- **Extrait de page**:
__________
Le CIQI exprime sa profonde sympathie à la famille de Senthil. Il était un mari et un père aimant, farouchement fier de ses enfants et convaincu qu’ils auraient une vie meilleure avec la fin de l’oppression de classe.

Senthil était né le 12 octobre 1969 à Jaffna au Sri Lanka. Il faisait partie de cette génération qui a payé le prix fort pour la trahison du Parti Lanka Sama Samaja (LSSP) qui a mené la politique liquidationniste du révisionnisme pabliste à sa conclusion logique en rejoignant le gouvernement capitaliste du Parti sri lankais de la liberté (Sri Lanka Freedom Party) de Madame Bandaranaike en 1964.

Le LSSP avait une immense autorité politique du fait de sa lutte antérieure pour construire la Quatrième Internationale au Sri Lanka et en Inde, et avait été le seul à défendre l’unité des masses cingalaises et tamoules. C’est pour cela que les masses tamoules considéraient la classe ouvrière et son parti révolutionnaire comme l’instrument de leur propre libération de l’oppression nationale. Mais au lieu de cela, le LSSP a non seulement préservé l’Etat au Sri Lanka, mais a aussi avalisé une constitution institutionnalisant le racisme anti-tamoul.
__________
- **Données enregistrées**:
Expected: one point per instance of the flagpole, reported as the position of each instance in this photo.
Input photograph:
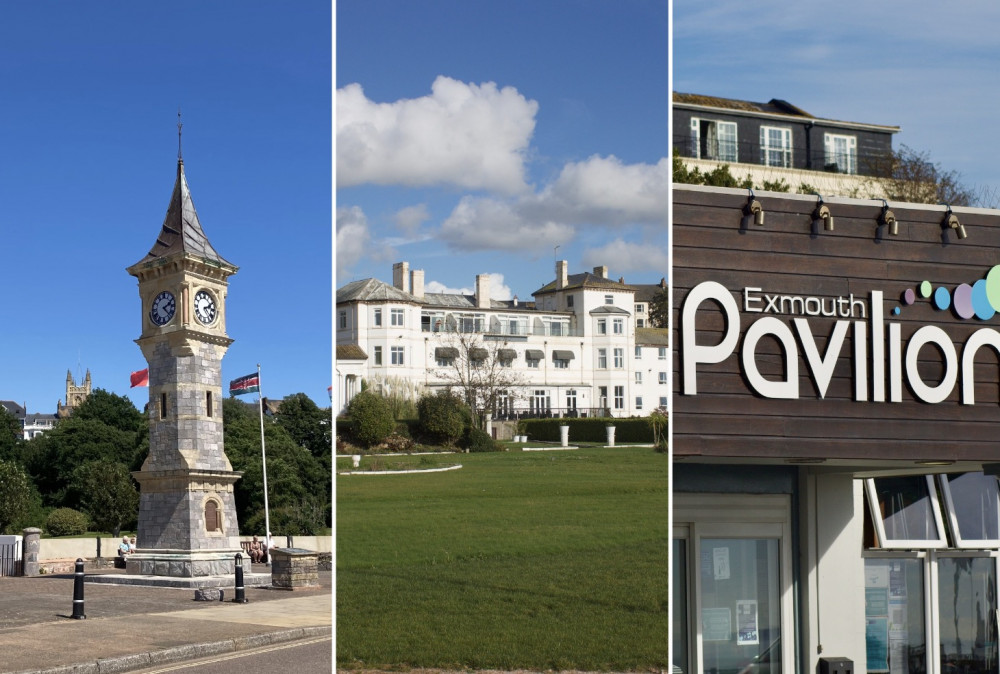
(263, 463)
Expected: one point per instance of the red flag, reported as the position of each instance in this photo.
(140, 378)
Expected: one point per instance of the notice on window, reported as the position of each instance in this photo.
(716, 624)
(746, 622)
(877, 642)
(720, 562)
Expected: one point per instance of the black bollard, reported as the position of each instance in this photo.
(240, 597)
(78, 591)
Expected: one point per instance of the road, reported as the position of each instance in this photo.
(308, 655)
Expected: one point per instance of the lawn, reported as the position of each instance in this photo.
(533, 560)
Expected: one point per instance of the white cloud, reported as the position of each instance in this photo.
(498, 289)
(623, 257)
(490, 224)
(603, 190)
(410, 218)
(353, 238)
(469, 135)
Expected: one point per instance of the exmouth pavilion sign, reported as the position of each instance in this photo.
(879, 353)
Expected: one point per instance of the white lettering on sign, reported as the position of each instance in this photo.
(870, 358)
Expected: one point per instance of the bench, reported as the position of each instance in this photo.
(246, 551)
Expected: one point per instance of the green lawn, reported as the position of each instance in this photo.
(534, 560)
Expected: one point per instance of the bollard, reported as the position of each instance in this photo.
(240, 597)
(78, 591)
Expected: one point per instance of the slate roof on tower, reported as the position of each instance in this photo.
(181, 231)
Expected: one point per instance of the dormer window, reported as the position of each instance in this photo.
(776, 146)
(714, 140)
(841, 153)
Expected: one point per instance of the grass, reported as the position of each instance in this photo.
(517, 560)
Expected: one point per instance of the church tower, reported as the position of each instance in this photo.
(187, 513)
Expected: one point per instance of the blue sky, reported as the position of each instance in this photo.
(88, 137)
(474, 138)
(929, 68)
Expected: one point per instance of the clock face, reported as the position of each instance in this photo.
(204, 307)
(162, 309)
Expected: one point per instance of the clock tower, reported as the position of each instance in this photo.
(187, 513)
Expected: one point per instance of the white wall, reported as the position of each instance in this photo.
(833, 579)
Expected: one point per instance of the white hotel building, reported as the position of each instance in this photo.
(581, 348)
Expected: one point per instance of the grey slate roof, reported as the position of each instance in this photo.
(584, 280)
(181, 231)
(372, 290)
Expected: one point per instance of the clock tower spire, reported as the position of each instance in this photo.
(187, 514)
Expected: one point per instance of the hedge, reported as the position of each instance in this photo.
(590, 429)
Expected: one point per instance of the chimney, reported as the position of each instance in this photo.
(417, 283)
(482, 291)
(562, 274)
(401, 276)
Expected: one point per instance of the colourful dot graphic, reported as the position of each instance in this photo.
(942, 299)
(981, 301)
(963, 301)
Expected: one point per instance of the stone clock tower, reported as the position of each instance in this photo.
(187, 514)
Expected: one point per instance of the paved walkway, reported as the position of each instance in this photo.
(130, 627)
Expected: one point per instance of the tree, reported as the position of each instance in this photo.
(308, 425)
(371, 418)
(659, 309)
(298, 482)
(910, 176)
(441, 417)
(10, 434)
(107, 493)
(15, 495)
(482, 373)
(114, 410)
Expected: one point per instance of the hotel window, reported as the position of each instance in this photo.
(776, 146)
(539, 402)
(841, 153)
(714, 140)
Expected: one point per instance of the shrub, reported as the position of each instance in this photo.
(441, 417)
(480, 441)
(371, 418)
(66, 522)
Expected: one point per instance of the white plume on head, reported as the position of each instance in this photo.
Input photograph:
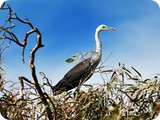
(1, 2)
(158, 2)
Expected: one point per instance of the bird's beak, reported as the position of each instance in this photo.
(110, 28)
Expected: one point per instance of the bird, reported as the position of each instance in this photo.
(158, 2)
(83, 70)
(2, 3)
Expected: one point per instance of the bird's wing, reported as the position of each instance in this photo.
(80, 73)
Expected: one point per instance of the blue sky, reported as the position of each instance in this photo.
(68, 27)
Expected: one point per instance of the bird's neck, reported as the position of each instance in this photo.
(98, 53)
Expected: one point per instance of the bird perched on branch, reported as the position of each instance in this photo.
(84, 70)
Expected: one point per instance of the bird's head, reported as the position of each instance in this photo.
(104, 27)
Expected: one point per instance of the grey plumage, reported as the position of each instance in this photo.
(82, 71)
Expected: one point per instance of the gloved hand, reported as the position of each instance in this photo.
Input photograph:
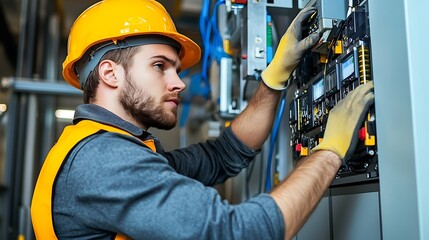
(289, 52)
(344, 121)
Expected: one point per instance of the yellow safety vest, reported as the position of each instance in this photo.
(41, 205)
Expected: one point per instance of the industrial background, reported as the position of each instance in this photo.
(379, 194)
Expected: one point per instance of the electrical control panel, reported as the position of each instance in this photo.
(325, 76)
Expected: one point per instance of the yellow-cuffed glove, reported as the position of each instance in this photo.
(344, 121)
(289, 52)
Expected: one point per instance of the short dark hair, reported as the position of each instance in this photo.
(122, 57)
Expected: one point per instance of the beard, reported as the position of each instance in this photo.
(144, 109)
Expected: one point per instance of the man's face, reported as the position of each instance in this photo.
(150, 93)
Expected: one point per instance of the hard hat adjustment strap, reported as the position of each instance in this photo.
(92, 57)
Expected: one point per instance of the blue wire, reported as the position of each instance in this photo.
(268, 184)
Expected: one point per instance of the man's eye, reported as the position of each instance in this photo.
(159, 66)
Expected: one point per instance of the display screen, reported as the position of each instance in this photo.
(331, 81)
(318, 89)
(347, 67)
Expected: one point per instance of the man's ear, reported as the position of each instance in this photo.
(106, 73)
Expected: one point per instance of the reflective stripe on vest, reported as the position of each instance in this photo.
(41, 205)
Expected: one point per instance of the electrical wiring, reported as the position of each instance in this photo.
(268, 184)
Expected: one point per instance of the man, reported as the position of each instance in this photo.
(107, 177)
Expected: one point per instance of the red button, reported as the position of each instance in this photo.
(362, 134)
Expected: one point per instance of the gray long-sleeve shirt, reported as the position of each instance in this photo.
(111, 183)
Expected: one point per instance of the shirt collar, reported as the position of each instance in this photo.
(99, 114)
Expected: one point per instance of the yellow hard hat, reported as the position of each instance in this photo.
(115, 20)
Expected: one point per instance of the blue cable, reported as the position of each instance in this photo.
(268, 184)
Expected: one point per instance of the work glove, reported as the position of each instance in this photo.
(344, 121)
(289, 52)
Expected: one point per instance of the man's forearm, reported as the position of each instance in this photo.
(302, 190)
(253, 125)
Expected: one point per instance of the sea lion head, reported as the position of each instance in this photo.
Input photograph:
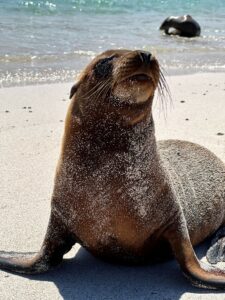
(117, 82)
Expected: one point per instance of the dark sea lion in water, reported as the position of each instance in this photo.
(119, 193)
(184, 26)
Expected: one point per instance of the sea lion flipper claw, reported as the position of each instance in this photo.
(200, 274)
(216, 252)
(57, 242)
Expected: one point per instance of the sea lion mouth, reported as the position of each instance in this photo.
(139, 78)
__________
- **Consigne A**: Recopiez à l'identique les enregistrements compris entre la ligne contenant « Expected: one point per instance of the reflective » et la fin des enregistrements, bornes incluses. N'incluez pas les images dans votre réponse.
- **Consigne B**: Prolongez l'hommage à Senthil en reprenant le fil du texte après sa dernière phrase.

- **Réponse A**:
Expected: one point per instance of the reflective stripe on vest, reported as the position of each instance in this photo.
(41, 205)
Expected: one point per instance of the electrical wiring, reported as the position of each instance in this photo.
(268, 184)
Expected: one point per instance of the man, reported as the position of each instance in this photo.
(107, 177)
Expected: one point per instance of the red button, reported as the position of each instance in this photo.
(362, 134)
Expected: one point per instance of the gray long-sleeve shirt, reported as the position of each instance in this photo.
(111, 183)
Expected: one point per instance of the shirt collar, reported as the position of each instance in this photo.
(99, 114)
Expected: one point per instance of the yellow hard hat, reported as the position of each instance in this photo.
(115, 20)
Expected: one point per instance of the blue cable, reported as the position of each instance in this photo.
(268, 184)
Expected: one point per instance of the work glove, reported as the position of each instance in this photo.
(344, 121)
(289, 52)
Expected: one point per instance of the man's forearm, reported as the position of each instance in this photo.
(302, 190)
(253, 125)
Expected: one point per instance of the sea lion head, reported as the position of each instance in this photo.
Input photograph:
(117, 82)
Expected: one point per instance of the dark sea lion in water, reported as the position of each instance in this photo.
(119, 193)
(184, 26)
Expected: one point per instance of the sea lion flipper claw, reported as the position of each instance in this photo.
(200, 274)
(216, 252)
(57, 242)
Expected: one point per instance of the sea lion mouth, reported as the position of each instance in this photo.
(139, 78)

- **Réponse B**:
Cette trahison fut dénoncée par les révolutionnaires qui formèrent la section sri lankaise du Comité international de la Quatrième Internationale (CIQI) et précurseur de l’actuel Parti de l’égalité socialiste, la Revolutionary Communist League (RCL). Malgré cela le LSSP a continué à exercer un impact sur le développement de la classe ouvrière, minant la confiance en une perspective socialiste et facilitant le développement d’organisations nationalistes petites bourgeoises parmi les masses à la fois tamoules et cingalaises.

On ne peut comprendre le développement politique de Senthil que dans ce contexte. Ses parents étaient enseignants dans la région des plantations où travaillent la plupart des Tamouls. C’est là qu’il avait fait l’expérience directe du niveau d’exploitation et de racisme abominable auquel ils étaient confrontés.

Juste après les pogroms anti-tamouls sanglants, à l’âge de 15 ans, Senthil avait rejoint l’Organisation révolutionnaire des étudiants d’Eelam (EROS). Contrairement à d’autres organisations nationalistes, ce groupe prétendait avancer une perspective socialiste et représenter les travailleurs. Il citait en particulier les travailleurs des plantations comme facteur central de la lutte pour la création d’une nation tamoule distincte, Tamil Eelam.

En 1987, trois ans seulement après qu’il soit entré dans le militantisme politique, l’accord indo-sri lankais fut signé. C’était une tentative de la part des deux gouvernements de mettre fin à la révolte nationaliste sévissant dans le nord et l’est du Sri Lanka et qui menaçait les intérêts de la bourgeoisie indienne du Tamil Nadu.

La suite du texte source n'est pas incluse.